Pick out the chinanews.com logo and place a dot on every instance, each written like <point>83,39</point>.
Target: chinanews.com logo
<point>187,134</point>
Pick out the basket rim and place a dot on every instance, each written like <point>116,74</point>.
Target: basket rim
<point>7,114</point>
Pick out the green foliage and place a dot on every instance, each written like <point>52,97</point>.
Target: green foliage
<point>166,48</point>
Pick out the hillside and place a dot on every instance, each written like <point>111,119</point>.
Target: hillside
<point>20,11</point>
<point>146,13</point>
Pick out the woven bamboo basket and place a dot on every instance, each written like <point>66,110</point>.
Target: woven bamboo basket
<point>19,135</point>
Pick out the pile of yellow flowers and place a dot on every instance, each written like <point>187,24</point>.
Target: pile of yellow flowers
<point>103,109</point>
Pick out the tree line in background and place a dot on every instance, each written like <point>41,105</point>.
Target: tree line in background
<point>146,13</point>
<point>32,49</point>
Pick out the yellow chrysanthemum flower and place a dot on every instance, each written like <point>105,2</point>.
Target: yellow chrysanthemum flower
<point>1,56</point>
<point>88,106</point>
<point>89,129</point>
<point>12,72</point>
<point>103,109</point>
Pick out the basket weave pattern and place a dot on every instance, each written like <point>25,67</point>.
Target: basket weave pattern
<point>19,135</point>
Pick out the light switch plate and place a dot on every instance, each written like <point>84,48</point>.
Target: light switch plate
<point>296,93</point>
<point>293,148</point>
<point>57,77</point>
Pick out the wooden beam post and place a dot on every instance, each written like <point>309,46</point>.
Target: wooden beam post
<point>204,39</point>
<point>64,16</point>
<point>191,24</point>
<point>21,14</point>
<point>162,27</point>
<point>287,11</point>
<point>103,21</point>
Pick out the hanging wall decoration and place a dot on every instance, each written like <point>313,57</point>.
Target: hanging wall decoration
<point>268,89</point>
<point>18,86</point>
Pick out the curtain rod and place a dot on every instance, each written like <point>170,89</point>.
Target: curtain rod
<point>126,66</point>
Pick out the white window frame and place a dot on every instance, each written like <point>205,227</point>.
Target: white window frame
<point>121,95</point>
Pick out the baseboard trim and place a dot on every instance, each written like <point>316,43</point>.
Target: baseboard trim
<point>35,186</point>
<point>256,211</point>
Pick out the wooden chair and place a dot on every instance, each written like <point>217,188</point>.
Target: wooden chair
━━━━━━━━━━━━━━━━━━━━
#### Task statement:
Can you turn all of the rows above into a JSON list of strings, with one string per line and any blank lines left out?

#### Full solution:
[
  "Pick out the chinanews.com logo and place a dot on every instance, each written like <point>83,39</point>.",
  "Target: chinanews.com logo",
  "<point>187,134</point>",
  "Pick out the basket rim and place a dot on every instance, each written like <point>116,74</point>.",
  "Target: basket rim",
  "<point>7,114</point>",
  "Pick out the green foliage and place a dot on every instance, each written like <point>52,97</point>.",
  "Target: green foliage",
  "<point>166,48</point>",
  "Pick out the hillside and place a dot on every instance, each written like <point>111,119</point>.",
  "Target: hillside",
  "<point>20,11</point>",
  "<point>146,13</point>",
  "Pick out the woven bamboo basket and place a dot on every instance, each written like <point>66,110</point>.",
  "Target: woven bamboo basket",
  "<point>19,135</point>",
  "Pick out the pile of yellow flowers and place a dot on every instance, each written like <point>187,24</point>.",
  "Target: pile of yellow flowers",
  "<point>103,109</point>",
  "Pick out the tree line in background and place a dot on every instance, each written like <point>41,105</point>.",
  "Target: tree line in background",
  "<point>146,13</point>",
  "<point>32,49</point>",
  "Pick out the yellow chrysanthemum flower and place a dot on every instance, each written like <point>105,2</point>.",
  "Target: yellow chrysanthemum flower",
  "<point>1,56</point>",
  "<point>88,106</point>",
  "<point>89,129</point>",
  "<point>12,72</point>",
  "<point>103,109</point>",
  "Pick out the basket weave pattern and place a dot on every instance, each written like <point>25,67</point>.",
  "Target: basket weave pattern",
  "<point>19,135</point>",
  "Pick out the light switch plate and place a dot on every instance, each written like <point>84,48</point>.",
  "Target: light switch plate",
  "<point>296,93</point>",
  "<point>293,148</point>",
  "<point>57,77</point>",
  "Pick out the wooden beam post and place a dot on every instance, each written like <point>309,46</point>.",
  "Target: wooden beam post",
  "<point>204,39</point>",
  "<point>64,16</point>",
  "<point>191,24</point>",
  "<point>21,14</point>",
  "<point>162,27</point>",
  "<point>287,11</point>",
  "<point>103,21</point>",
  "Pick out the hanging wall decoration and place a dot on every instance, each written like <point>313,57</point>.",
  "Target: hanging wall decoration",
  "<point>268,89</point>",
  "<point>18,86</point>",
  "Pick out the curtain rod and place a dot on every instance, each written like <point>170,89</point>.",
  "Target: curtain rod",
  "<point>126,66</point>",
  "Pick out the white window frame and place a dot on every instance, each written like <point>205,227</point>.",
  "Target: white window frame",
  "<point>121,95</point>",
  "Pick out the baseboard trim and place a dot on every instance, each written like <point>316,43</point>.",
  "Target: baseboard trim",
  "<point>35,186</point>",
  "<point>256,211</point>",
  "Pick out the wooden chair and place a dot on every instance, each written like <point>217,188</point>.",
  "Target: wooden chair"
]